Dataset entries
--*--

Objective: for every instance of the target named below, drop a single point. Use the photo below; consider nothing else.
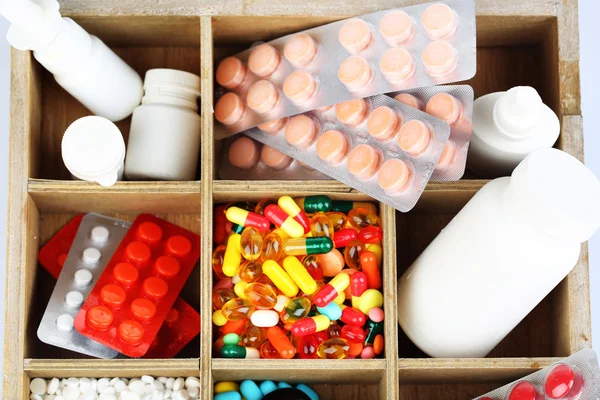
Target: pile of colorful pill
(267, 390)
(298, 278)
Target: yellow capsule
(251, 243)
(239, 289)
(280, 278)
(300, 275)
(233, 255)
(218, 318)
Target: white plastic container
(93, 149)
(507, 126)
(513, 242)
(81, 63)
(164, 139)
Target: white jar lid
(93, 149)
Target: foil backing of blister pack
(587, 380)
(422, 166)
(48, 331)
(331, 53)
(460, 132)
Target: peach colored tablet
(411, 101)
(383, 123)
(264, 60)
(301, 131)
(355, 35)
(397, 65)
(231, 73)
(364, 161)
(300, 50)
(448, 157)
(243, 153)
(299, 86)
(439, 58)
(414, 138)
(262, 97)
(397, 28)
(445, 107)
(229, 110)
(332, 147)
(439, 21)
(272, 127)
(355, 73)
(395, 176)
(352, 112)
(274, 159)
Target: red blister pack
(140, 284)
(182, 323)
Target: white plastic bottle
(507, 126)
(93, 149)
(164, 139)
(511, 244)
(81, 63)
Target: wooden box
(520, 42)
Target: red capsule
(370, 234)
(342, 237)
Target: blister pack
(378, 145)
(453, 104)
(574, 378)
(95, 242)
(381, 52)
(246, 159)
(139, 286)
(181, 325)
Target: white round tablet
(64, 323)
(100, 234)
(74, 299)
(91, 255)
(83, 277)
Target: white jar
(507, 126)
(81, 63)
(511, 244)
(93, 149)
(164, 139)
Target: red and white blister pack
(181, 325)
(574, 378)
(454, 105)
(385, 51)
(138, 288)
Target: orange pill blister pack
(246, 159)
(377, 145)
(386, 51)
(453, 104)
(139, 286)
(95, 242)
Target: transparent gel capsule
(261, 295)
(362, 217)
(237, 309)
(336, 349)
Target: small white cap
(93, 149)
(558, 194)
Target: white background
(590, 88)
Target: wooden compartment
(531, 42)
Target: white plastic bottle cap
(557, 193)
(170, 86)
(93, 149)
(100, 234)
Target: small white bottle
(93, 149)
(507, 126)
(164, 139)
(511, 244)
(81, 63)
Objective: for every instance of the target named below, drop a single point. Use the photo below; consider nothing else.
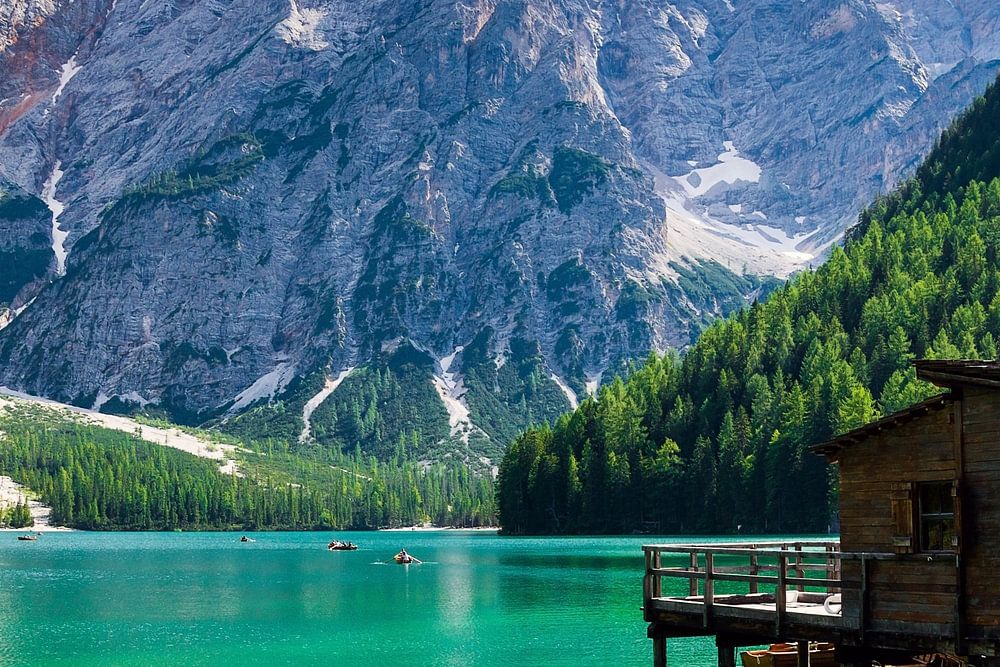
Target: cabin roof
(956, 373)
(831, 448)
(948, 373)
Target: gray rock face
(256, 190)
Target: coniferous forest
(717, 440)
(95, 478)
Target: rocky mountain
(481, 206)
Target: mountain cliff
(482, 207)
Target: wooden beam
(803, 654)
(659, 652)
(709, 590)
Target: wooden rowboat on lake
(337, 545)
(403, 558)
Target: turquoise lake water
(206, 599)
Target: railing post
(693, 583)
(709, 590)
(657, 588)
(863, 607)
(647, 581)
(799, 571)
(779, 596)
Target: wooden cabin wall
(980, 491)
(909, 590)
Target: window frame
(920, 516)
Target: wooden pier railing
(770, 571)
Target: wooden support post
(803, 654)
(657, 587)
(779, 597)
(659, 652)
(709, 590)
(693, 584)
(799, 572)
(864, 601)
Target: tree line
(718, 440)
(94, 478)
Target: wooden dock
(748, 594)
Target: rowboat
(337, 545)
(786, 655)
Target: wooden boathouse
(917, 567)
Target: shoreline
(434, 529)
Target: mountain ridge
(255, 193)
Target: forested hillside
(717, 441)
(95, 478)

--*--

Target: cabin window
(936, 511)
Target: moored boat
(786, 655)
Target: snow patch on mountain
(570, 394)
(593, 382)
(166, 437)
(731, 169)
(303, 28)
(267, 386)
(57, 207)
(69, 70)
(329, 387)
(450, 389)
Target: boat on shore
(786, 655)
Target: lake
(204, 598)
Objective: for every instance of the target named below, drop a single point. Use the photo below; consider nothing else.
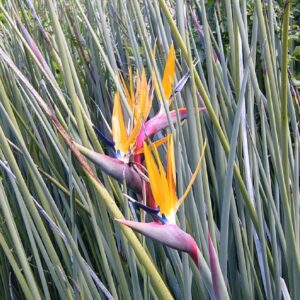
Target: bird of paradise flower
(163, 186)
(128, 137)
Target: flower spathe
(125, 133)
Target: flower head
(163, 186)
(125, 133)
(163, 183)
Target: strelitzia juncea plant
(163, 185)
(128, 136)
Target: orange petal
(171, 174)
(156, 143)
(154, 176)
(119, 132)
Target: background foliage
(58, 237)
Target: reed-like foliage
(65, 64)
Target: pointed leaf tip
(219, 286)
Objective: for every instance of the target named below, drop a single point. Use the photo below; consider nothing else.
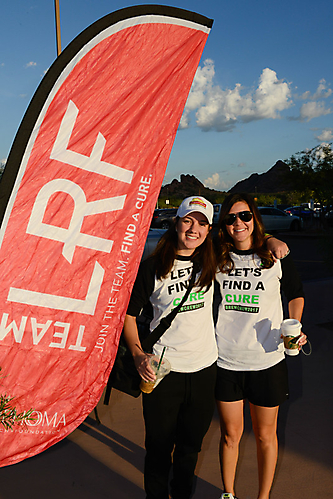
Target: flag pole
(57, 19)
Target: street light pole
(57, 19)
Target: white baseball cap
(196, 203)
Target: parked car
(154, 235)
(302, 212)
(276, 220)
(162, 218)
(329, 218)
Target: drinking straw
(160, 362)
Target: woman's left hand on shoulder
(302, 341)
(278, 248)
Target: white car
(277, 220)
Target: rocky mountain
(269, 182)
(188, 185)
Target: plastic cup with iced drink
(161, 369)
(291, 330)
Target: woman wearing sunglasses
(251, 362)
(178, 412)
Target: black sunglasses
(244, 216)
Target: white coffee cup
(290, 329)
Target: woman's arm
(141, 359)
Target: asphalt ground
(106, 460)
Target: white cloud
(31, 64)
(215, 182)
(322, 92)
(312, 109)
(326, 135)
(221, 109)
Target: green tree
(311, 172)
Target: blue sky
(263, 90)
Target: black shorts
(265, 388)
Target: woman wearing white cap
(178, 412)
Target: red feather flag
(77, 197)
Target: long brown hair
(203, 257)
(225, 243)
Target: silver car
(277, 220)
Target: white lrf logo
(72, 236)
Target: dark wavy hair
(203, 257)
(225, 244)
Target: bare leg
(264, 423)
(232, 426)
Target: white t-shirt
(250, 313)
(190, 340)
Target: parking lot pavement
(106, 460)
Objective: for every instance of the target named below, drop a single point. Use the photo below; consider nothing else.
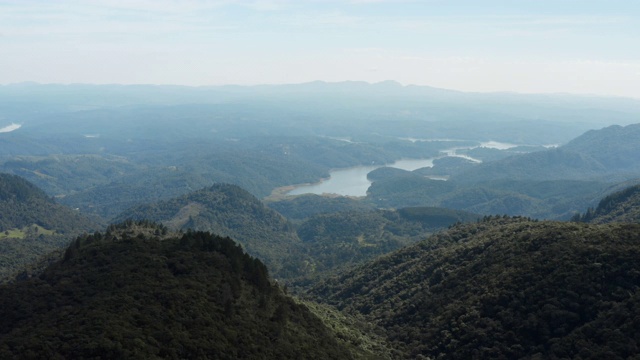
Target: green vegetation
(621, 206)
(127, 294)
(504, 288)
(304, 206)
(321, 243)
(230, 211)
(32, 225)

--*--

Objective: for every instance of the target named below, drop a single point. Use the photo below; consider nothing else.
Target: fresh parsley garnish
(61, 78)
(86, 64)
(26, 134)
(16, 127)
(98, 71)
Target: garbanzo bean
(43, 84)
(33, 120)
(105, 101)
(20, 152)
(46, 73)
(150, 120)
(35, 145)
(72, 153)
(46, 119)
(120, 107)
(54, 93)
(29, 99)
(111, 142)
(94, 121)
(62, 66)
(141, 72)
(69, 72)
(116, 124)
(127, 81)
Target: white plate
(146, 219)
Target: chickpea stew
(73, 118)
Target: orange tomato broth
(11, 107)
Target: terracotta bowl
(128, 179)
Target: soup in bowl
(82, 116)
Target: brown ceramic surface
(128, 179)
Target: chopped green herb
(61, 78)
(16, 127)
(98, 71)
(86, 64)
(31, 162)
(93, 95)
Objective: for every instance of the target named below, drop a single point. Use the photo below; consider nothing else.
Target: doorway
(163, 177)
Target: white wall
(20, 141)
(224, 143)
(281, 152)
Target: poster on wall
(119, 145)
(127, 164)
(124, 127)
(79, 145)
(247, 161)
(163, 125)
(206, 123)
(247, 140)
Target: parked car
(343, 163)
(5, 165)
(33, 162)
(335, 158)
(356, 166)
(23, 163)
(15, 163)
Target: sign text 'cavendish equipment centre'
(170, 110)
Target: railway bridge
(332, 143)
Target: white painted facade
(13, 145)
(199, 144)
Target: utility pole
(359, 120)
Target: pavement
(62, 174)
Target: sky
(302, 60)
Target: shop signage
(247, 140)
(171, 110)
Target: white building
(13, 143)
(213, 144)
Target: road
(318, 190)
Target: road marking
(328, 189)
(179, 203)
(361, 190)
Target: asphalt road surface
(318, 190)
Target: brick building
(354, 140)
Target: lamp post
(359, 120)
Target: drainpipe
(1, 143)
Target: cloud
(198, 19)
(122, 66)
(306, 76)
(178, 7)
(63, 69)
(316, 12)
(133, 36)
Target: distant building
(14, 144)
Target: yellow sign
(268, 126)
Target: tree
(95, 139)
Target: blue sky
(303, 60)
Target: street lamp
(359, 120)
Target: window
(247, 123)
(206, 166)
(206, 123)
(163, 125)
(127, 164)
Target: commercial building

--*--

**WORK ORDER:** In the entries above, the lines from the one bearing "Target: yellow sign" up to and including the one bearing "Target: commercial building" should be transcribed exactly; no other line is wanted.

**PROBLEM SOLUTION:**
Target: yellow sign
(268, 126)
Target: tree
(95, 139)
Target: blue sky
(303, 60)
Target: street lamp
(359, 120)
Target: window
(247, 123)
(206, 166)
(206, 123)
(163, 125)
(127, 164)
Target: commercial building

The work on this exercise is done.